*** Opening DATA EXCERPTS ***
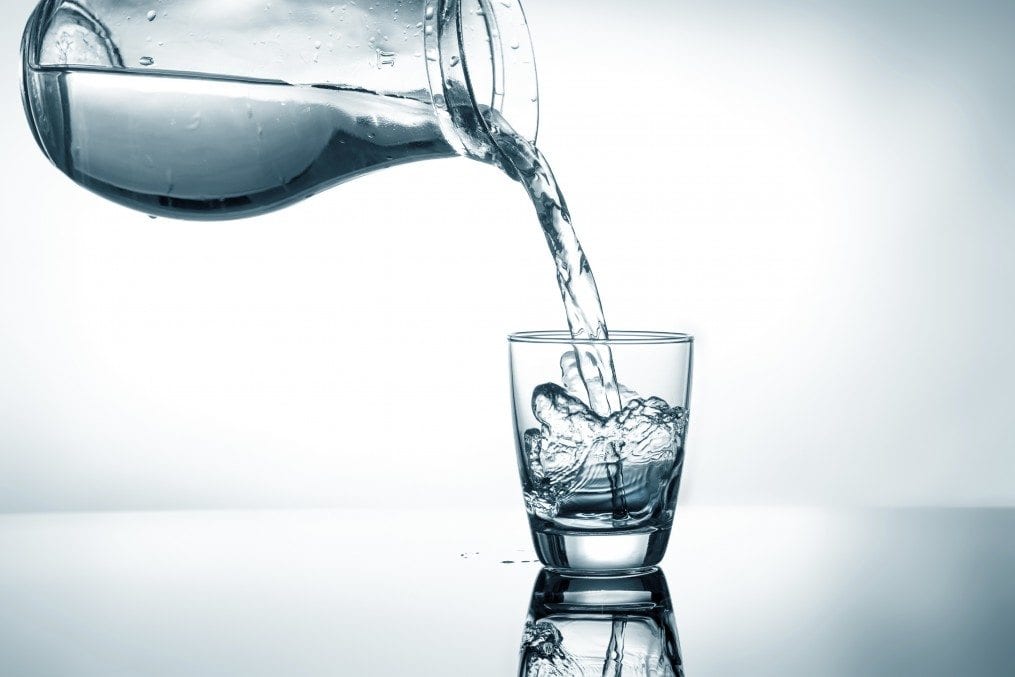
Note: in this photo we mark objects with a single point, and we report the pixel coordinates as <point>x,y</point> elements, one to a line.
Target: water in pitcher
<point>153,133</point>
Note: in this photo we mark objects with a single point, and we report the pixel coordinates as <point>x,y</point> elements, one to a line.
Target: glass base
<point>601,553</point>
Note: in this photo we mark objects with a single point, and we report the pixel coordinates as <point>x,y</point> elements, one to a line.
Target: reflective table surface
<point>754,591</point>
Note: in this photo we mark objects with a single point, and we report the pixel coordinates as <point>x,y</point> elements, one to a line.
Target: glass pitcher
<point>215,110</point>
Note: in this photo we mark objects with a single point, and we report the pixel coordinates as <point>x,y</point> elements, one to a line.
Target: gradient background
<point>821,192</point>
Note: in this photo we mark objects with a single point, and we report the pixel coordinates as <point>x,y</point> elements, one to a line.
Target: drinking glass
<point>600,484</point>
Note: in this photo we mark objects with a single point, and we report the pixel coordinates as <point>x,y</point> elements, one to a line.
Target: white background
<point>821,192</point>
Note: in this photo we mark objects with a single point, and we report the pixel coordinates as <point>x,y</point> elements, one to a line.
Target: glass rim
<point>620,337</point>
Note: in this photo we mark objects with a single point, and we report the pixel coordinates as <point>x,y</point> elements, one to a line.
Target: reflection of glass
<point>600,481</point>
<point>600,626</point>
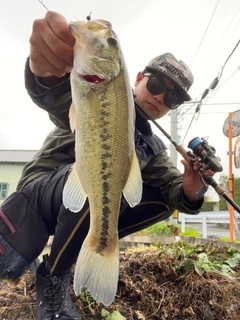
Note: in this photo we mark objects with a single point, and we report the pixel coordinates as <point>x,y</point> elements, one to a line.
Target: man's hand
<point>191,180</point>
<point>51,47</point>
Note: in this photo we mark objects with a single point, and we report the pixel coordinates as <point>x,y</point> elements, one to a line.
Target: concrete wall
<point>10,173</point>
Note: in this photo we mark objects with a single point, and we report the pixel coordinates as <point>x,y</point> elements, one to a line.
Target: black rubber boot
<point>53,297</point>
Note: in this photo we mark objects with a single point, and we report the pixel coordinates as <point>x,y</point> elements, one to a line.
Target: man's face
<point>152,104</point>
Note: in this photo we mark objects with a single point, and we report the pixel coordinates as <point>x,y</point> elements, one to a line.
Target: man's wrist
<point>50,82</point>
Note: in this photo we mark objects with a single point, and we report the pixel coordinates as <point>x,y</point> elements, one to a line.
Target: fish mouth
<point>92,78</point>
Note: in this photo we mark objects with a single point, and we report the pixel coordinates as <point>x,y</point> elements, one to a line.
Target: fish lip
<point>92,78</point>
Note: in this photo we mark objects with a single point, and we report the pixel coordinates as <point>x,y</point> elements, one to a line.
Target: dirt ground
<point>151,286</point>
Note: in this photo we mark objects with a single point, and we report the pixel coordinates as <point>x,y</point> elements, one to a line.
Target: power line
<point>214,10</point>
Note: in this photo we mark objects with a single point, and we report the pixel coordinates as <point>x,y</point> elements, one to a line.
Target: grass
<point>168,228</point>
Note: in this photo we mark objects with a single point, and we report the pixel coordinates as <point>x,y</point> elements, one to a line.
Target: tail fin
<point>98,273</point>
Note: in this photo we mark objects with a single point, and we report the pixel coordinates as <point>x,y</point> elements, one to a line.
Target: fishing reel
<point>205,154</point>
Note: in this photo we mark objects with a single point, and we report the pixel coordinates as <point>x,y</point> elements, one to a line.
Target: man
<point>35,211</point>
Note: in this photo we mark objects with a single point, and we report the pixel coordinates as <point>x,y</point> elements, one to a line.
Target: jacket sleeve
<point>161,173</point>
<point>56,101</point>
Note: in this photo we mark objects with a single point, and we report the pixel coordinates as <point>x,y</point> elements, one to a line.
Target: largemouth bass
<point>103,117</point>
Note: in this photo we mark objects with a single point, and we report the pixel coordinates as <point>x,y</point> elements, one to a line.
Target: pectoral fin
<point>133,188</point>
<point>72,117</point>
<point>74,196</point>
<point>94,105</point>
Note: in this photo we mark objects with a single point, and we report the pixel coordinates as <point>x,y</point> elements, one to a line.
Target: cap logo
<point>176,71</point>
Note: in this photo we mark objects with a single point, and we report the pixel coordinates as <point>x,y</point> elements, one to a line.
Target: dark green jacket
<point>58,149</point>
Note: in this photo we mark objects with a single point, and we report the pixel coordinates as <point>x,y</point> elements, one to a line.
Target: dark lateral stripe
<point>7,222</point>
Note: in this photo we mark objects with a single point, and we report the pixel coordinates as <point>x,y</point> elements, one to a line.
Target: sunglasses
<point>156,86</point>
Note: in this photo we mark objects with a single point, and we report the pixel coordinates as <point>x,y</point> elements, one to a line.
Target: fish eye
<point>112,41</point>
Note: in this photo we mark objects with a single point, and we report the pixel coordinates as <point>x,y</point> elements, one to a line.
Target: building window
<point>3,190</point>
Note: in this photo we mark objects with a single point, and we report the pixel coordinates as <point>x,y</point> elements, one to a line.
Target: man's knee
<point>23,236</point>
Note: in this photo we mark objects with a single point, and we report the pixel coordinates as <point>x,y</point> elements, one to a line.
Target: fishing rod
<point>205,155</point>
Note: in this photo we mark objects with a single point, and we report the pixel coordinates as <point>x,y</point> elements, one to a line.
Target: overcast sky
<point>203,33</point>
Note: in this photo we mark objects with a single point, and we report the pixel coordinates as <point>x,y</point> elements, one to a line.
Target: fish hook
<point>41,1</point>
<point>89,16</point>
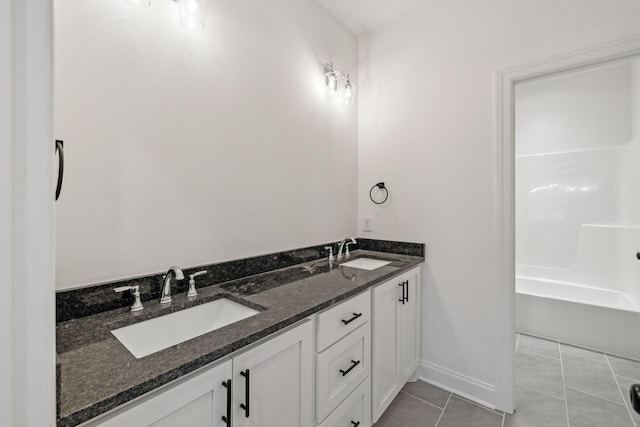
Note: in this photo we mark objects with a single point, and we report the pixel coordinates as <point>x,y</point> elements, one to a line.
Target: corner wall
<point>190,148</point>
<point>426,123</point>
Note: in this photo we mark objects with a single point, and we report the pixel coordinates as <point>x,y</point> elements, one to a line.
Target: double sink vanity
<point>310,342</point>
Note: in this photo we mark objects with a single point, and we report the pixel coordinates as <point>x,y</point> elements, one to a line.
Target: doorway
<point>506,81</point>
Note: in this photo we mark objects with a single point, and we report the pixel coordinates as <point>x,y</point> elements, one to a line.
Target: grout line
<point>597,397</point>
<point>442,413</point>
<point>538,354</point>
<point>587,357</point>
<point>478,405</point>
<point>623,357</point>
<point>539,391</point>
<point>620,390</point>
<point>421,400</point>
<point>564,391</point>
<point>626,377</point>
*** Closing DATA EXCERPTS ***
If a record holds a picture, skip the picture and write out everything else exactly.

EXPECTED ANSWER:
Note: in this photo we mark objects with a single point, and we report the pixel coordinates as <point>x,y</point> elements, one to a line.
Target: water in pitcher
<point>153,133</point>
Note: in this photo we mark objects with a single point, and we report the pixel coordinates as <point>x,y</point> elements, one to a line.
Target: glass base
<point>601,553</point>
Note: in this photo we mark objects with a single point, and we report the pixel coordinates as <point>x,y</point> elements, one to a line.
Target: reflective table surface
<point>754,591</point>
Note: in this photo we mark objects with a single point, and we report the pixel coordinates as <point>x,y</point> elements, one to a line.
Target: glass pitcher
<point>215,110</point>
Note: in this photo we mark objects with a single point, and we report the pixel coordinates as <point>x,y</point> elements, one to a line.
Target: gradient background
<point>821,192</point>
Note: in this photo we mark objects with a single point, and we report the pixel coordinates as <point>x,y</point> elements, one to a line.
Target: drinking glass
<point>600,484</point>
Note: in this photo we mark objects with a single point, and we report the pixel coordinates as <point>x,y</point> elements, one to a line.
Target: white background
<point>821,192</point>
Note: in this photo we mark objects with a single point, and we report the pixel coordinates as <point>x,y</point> elements, one to a line.
Target: glass rim
<point>620,337</point>
Note: in this photo we mark objects with a single point, and we report the pixel coordinates as <point>x,y</point> elements, one to a line.
Target: reflection of glass
<point>600,481</point>
<point>600,626</point>
Note: in this photo we mark objects with a single point, and we report the pixel coordinates as <point>x,y</point> elements, one to a line.
Target: man's hand
<point>191,180</point>
<point>51,47</point>
Note: in this photo we mark objects with a single point, and we report the pixel coordinates as <point>x,y</point> elements, one to a line.
Target: concrete wall
<point>10,173</point>
Note: in this photo we mark objects with a single point, and we report the pixel coordinates as <point>x,y</point> elements, one to a line.
Target: black rubber boot
<point>53,297</point>
Note: in this photo we mark objects with a single point, and we report the pixel coordinates as <point>x,y</point> elements, one to a line.
Target: man's face
<point>152,104</point>
Note: in this photo we mark objects with a single point, and we report the pixel coordinates as <point>x,y</point> elements, one to a line.
Target: man's wrist
<point>50,82</point>
Note: in this photo we mark objects with a single point, and we report the pixel coordinates as <point>x,y</point> elements, one to a line.
Target: fish mouth
<point>92,78</point>
Note: in this photo we mark objects with a single point, and we report the pixel coordinates as <point>x,y</point> elements, one to a line.
Target: fish lip
<point>92,78</point>
Note: in this photo we mark objects with a single point, and we report the pixel coordinates as <point>x,y</point> elements, one to a line.
Target: dirt ground
<point>151,286</point>
Note: in this photo we mark objects with a single point, and we report the pixel coordinates as <point>x,y</point> elements, one to a line.
Target: power line
<point>214,10</point>
Note: in this photo we mark objects with a single point, and we report the pixel coordinates as <point>x,y</point> elements, one to a line.
Target: grass
<point>168,228</point>
Note: in this photo we mark objects with a single point, and we report the pixel coordinates as <point>x,y</point> elements, one to a line.
Target: tail fin
<point>98,273</point>
Note: in this photo we mark objects with a single point, and we report the pixel coordinates as <point>x,y</point> elements, one to a line.
Target: fishing reel
<point>205,154</point>
Note: in this photo we mark objects with a single point, and we report the pixel coordinates as <point>x,y</point> elements, one to a line.
Target: man
<point>35,211</point>
Note: in this photo we mark objects with a single point, and we report the pixel coordinates as <point>x,y</point> elements, one to a line.
Target: jacket sleeve
<point>161,173</point>
<point>56,101</point>
Note: in this photo we mark objects with a single point, and we report the pixel coordinates as <point>x,y</point> elements, one to a line.
Target: largemouth bass
<point>103,117</point>
Note: in this photo we mark objects with a single point, and we report the pixel coordinates as <point>x,y</point> elements, one to a line.
Target: pectoral fin
<point>133,188</point>
<point>72,117</point>
<point>74,196</point>
<point>94,105</point>
Note: in this photo we mark objects with a single point, and we report the pixel coordinates as <point>x,y</point> elements, one to a line.
Target: cap logo
<point>176,71</point>
Note: in this photo we mark objects with a single point, and we report the pixel coordinates as <point>x,y</point> elements, one to a line.
Target: dark green jacket
<point>58,149</point>
Note: in this photo we mark objects with a single point, and we report the pixel coordinates as <point>x,y</point> elements, one to a line.
Target: dark lateral stripe
<point>7,222</point>
Note: in this photo we mark objects with a single point, and we report the pixel coordinates as <point>x,y</point> elements, one to a line.
Target: sunglasses
<point>156,86</point>
Note: in this photo we mark objects with a single point, and we report the pixel coordinates as <point>x,y</point> elements, one to a line.
Target: fish eye
<point>112,41</point>
Note: in this photo we mark objects with a single point, and we report the pixel coordinates as <point>x,y</point> elements, one to a line.
Target: building window
<point>3,190</point>
Note: in this photo we mark objects with a single point, and we report the pixel coordinates as <point>x,y</point> elements, one to a line.
Target: man's knee
<point>23,236</point>
Note: in this photo we mark objects with a single point, and we report the pixel coordinates as <point>x,y</point> elements, one to a line.
Target: fishing rod
<point>205,155</point>
Note: in this photo we mark objects with a single point, and we report the pixel coordinates as <point>x,y</point> elements, one to a line.
Target: overcast sky
<point>203,33</point>
Note: in this photo we mark objects with a single point, and we report the pixel coordinates as <point>x,y</point> elements, one to a line.
Target: fish hook
<point>41,1</point>
<point>89,16</point>
Note: in this photo we mark objects with a single point, and we report the pixel coordinates as <point>x,y</point> elements, one to a line.
Target: corner wall
<point>190,148</point>
<point>426,123</point>
Note: in this photo we mark objects with a single point, and we report the pixel coordinates as <point>x,y</point> elements, one to a line.
Target: double sink vanity
<point>310,342</point>
Note: in this photo we mark objects with a single point, and we report the pixel coordinates as <point>x,y</point> elements, one to a line.
Target: doorway
<point>506,81</point>
Note: in this photo we mark objects with a single point, and we report the pixel coordinates as <point>x,y</point> elements, one to a line.
Target: grout line
<point>597,397</point>
<point>442,413</point>
<point>538,354</point>
<point>587,357</point>
<point>478,405</point>
<point>623,357</point>
<point>539,391</point>
<point>620,390</point>
<point>421,400</point>
<point>564,391</point>
<point>626,377</point>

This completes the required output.